[A run of records]
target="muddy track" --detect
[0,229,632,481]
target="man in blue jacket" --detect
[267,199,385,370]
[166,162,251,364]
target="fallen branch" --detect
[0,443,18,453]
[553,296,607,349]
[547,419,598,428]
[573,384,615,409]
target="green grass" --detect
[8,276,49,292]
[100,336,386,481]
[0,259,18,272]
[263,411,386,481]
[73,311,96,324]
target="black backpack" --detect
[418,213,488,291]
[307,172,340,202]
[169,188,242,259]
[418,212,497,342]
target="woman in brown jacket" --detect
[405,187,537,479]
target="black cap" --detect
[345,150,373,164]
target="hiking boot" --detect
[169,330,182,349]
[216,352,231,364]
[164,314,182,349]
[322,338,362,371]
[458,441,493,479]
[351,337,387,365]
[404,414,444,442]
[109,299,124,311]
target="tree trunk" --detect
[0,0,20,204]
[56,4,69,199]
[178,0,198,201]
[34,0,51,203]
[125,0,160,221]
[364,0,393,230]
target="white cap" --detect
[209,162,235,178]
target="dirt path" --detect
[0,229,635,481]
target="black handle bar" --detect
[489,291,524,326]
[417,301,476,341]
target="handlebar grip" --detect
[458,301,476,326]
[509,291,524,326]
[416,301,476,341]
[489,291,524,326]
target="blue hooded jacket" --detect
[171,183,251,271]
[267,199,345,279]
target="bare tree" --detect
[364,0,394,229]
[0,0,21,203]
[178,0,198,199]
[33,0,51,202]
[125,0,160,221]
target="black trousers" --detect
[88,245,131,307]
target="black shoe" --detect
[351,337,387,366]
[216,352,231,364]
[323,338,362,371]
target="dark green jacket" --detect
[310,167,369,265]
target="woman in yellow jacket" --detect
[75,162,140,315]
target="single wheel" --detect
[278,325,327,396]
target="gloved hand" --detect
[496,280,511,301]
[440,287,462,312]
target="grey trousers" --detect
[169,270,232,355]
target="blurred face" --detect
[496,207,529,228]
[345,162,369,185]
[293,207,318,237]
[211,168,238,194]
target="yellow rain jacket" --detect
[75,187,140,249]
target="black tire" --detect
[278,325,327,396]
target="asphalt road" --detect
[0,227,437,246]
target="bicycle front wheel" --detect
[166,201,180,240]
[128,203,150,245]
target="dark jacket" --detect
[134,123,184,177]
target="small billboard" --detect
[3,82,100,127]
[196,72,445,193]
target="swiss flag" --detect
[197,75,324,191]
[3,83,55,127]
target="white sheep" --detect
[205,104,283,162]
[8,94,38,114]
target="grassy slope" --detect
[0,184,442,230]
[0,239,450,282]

[Prompt]
Copy all of the data above line for line, without changing anything.

[Problem solution]
target="muddy track" --detect
[0,229,632,481]
target="man in blue jacket" --detect
[267,199,385,370]
[166,162,251,364]
target="fallen branch" --detect
[0,443,18,453]
[553,296,607,349]
[547,419,598,428]
[573,384,615,409]
target="green grass" --detect
[8,276,49,292]
[100,336,386,481]
[0,259,18,272]
[263,411,386,481]
[73,311,96,324]
target="black backpack" --detect
[418,213,488,291]
[307,172,340,202]
[169,188,242,259]
[418,212,497,342]
target="woman in brown jacket" --detect
[405,187,537,479]
target="black cap" --detect
[345,150,373,164]
target="hiking boot" --detect
[169,330,182,349]
[216,352,231,364]
[164,314,182,349]
[322,338,362,371]
[458,441,493,479]
[351,337,387,365]
[404,414,444,442]
[109,299,124,311]
target="tree trunk" --detect
[0,0,20,204]
[56,4,69,199]
[178,0,198,201]
[34,0,51,203]
[125,0,160,221]
[364,0,393,230]
target="white cap" --detect
[209,162,235,178]
target="dirt path" --detect
[0,229,635,481]
target="black handle bar" --detect
[489,291,524,326]
[417,301,476,341]
target="handlebar grip" --detect
[458,301,476,326]
[509,291,524,326]
[416,301,476,341]
[489,291,524,326]
target="blue hooded jacket" --detect
[171,183,251,271]
[267,199,345,279]
target="bare tree" --detect
[364,0,394,229]
[0,0,21,203]
[178,0,198,199]
[33,0,51,202]
[125,0,160,221]
target="black trousers" --detect
[88,245,131,307]
target="black shoe" --detect
[351,337,387,366]
[216,352,231,364]
[323,338,362,371]
target="dark green jacket" --detect
[310,167,369,265]
target="woman in yellow jacket" --detect
[75,162,140,315]
target="single wheel" --detect
[278,325,327,396]
target="gloved hand" --detect
[496,280,511,301]
[440,287,462,312]
target="grey trousers" --detect
[169,270,232,355]
target="blurred face" --detect
[496,207,529,228]
[345,162,369,185]
[293,207,318,237]
[211,168,238,194]
target="yellow rain jacket" --detect
[75,187,140,249]
target="black tire" --detect
[278,325,327,396]
target="asphalt road" --detect
[0,227,437,246]
target="bicycle front wheel" --detect
[166,201,180,240]
[128,203,150,245]
target="dark jacket" --detect
[134,123,184,177]
target="small billboard" --detect
[3,82,100,127]
[196,72,445,193]
target="swiss flag" --detect
[197,75,324,191]
[3,83,55,127]
target="white sheep" --detect
[205,104,283,162]
[8,94,38,114]
target="grassy slope" --detect
[0,184,442,230]
[0,239,450,282]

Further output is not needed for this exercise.